## [Set problem]
Copy out the rows from the line containing "like point(249, 625)." down to the line containing "point(551, 181)", both included and requests kept. In the answer points, raise each coordinate by 5, but leave the numbers in the requests and their format samples unchanged.

---------- Excerpted records

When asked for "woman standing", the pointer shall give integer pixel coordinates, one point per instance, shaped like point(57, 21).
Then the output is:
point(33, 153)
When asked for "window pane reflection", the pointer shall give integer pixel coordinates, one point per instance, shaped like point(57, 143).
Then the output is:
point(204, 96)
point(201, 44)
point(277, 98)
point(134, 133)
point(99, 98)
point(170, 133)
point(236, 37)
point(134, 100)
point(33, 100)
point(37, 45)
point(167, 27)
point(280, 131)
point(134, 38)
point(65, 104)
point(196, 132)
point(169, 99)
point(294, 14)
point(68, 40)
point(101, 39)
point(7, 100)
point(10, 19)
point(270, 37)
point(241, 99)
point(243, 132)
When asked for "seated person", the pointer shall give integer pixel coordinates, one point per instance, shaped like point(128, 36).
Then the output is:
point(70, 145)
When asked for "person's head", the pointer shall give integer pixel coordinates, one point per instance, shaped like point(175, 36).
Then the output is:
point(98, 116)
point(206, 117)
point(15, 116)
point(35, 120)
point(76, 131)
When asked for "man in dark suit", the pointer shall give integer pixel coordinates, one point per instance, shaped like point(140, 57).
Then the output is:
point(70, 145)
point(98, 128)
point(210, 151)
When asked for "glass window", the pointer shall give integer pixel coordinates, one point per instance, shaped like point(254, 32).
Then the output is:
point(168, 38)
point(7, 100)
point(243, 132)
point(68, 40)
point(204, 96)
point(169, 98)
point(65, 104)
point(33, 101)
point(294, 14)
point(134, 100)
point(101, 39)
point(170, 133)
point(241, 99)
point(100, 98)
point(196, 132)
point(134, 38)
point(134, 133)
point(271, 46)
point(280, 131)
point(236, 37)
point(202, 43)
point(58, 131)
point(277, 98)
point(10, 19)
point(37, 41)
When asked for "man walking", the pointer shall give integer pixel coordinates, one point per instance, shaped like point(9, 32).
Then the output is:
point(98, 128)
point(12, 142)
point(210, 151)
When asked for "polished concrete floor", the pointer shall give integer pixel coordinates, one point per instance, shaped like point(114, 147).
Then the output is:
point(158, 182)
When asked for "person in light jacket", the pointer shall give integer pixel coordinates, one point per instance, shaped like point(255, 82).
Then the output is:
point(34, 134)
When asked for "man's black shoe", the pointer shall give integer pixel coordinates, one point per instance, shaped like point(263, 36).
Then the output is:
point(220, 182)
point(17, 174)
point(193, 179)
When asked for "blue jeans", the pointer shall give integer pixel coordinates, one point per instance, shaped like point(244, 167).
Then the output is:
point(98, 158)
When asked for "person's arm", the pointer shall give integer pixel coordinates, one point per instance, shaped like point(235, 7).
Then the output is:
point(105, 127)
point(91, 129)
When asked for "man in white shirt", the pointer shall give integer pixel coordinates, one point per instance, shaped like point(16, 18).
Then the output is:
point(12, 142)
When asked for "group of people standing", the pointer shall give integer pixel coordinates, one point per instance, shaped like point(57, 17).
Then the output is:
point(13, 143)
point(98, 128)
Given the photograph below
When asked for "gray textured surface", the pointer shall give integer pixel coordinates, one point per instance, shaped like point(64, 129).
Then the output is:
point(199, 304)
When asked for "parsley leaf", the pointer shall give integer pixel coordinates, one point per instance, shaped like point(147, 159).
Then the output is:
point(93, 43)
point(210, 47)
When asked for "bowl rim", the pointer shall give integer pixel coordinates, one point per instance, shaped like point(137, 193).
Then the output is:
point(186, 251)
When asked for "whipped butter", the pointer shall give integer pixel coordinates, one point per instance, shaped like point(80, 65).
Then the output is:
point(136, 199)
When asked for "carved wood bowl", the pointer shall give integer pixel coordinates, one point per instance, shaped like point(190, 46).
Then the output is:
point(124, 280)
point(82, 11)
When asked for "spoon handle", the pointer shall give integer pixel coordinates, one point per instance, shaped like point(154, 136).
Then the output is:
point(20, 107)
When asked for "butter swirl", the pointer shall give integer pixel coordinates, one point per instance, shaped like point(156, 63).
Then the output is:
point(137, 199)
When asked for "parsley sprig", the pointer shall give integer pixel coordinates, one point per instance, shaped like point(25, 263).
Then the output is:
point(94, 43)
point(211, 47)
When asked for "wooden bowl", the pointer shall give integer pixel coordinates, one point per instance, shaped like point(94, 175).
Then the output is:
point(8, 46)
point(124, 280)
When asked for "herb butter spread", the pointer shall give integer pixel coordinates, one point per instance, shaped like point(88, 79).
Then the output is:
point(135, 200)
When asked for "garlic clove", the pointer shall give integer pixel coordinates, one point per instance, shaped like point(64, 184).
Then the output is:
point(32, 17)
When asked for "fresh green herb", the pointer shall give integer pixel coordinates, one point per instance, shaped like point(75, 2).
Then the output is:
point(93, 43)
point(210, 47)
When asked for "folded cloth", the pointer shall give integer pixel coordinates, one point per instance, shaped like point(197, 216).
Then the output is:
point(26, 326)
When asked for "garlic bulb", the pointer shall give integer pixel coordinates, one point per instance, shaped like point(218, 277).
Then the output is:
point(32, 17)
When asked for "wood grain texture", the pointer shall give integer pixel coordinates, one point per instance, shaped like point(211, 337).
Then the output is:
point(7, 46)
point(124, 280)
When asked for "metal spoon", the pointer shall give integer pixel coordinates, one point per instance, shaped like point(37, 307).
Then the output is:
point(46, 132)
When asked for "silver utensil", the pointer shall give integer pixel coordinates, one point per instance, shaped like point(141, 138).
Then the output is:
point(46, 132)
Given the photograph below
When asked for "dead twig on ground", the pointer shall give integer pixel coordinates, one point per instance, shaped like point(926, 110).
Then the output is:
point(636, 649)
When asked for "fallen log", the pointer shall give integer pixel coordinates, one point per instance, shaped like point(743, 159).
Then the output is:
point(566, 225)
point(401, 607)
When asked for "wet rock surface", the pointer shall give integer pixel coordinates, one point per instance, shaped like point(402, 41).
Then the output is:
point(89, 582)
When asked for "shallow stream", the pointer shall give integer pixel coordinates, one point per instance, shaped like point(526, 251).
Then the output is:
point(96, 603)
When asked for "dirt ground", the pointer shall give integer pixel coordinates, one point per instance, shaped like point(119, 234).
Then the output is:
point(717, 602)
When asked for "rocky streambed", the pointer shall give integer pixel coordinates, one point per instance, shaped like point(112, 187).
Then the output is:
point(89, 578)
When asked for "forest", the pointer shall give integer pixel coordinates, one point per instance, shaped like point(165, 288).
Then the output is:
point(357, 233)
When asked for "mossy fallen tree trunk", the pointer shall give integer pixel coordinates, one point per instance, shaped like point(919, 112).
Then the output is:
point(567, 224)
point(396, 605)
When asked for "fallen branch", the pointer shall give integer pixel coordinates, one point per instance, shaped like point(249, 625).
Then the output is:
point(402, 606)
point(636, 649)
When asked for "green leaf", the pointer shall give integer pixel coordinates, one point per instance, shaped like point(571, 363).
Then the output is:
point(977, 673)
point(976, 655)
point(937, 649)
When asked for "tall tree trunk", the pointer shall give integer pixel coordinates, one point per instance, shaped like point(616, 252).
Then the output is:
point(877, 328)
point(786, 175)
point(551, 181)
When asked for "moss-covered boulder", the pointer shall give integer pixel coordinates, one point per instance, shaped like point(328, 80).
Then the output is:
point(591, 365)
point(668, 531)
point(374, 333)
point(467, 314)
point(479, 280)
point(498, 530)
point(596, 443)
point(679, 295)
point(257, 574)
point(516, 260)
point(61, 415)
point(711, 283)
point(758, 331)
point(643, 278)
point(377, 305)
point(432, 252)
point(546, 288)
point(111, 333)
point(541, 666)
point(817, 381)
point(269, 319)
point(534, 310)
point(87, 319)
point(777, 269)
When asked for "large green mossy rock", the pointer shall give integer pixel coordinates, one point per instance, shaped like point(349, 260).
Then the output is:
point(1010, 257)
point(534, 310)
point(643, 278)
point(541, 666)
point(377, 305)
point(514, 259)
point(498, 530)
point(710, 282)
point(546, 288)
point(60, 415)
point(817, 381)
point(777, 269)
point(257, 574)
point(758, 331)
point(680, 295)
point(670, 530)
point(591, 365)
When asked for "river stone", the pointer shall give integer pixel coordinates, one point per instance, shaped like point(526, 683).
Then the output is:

--------------------

## [Right answer]
When asked for "fallen branch", the pointer shall give integer pixel coordinates, one point per instance, shaped like point(249, 625).
Then the output is:
point(407, 611)
point(641, 654)
When asked for "green leaf", the pointer shall give integer pixel coordinates, one point per instance, shaped like point(571, 363).
Then the output is:
point(982, 678)
point(981, 660)
point(942, 654)
When asked for "tall tree trunk", the pointer shall give integer pixel coordinates, one point per instance, shaped like point(616, 252).
Then the output is:
point(882, 333)
point(791, 180)
point(556, 186)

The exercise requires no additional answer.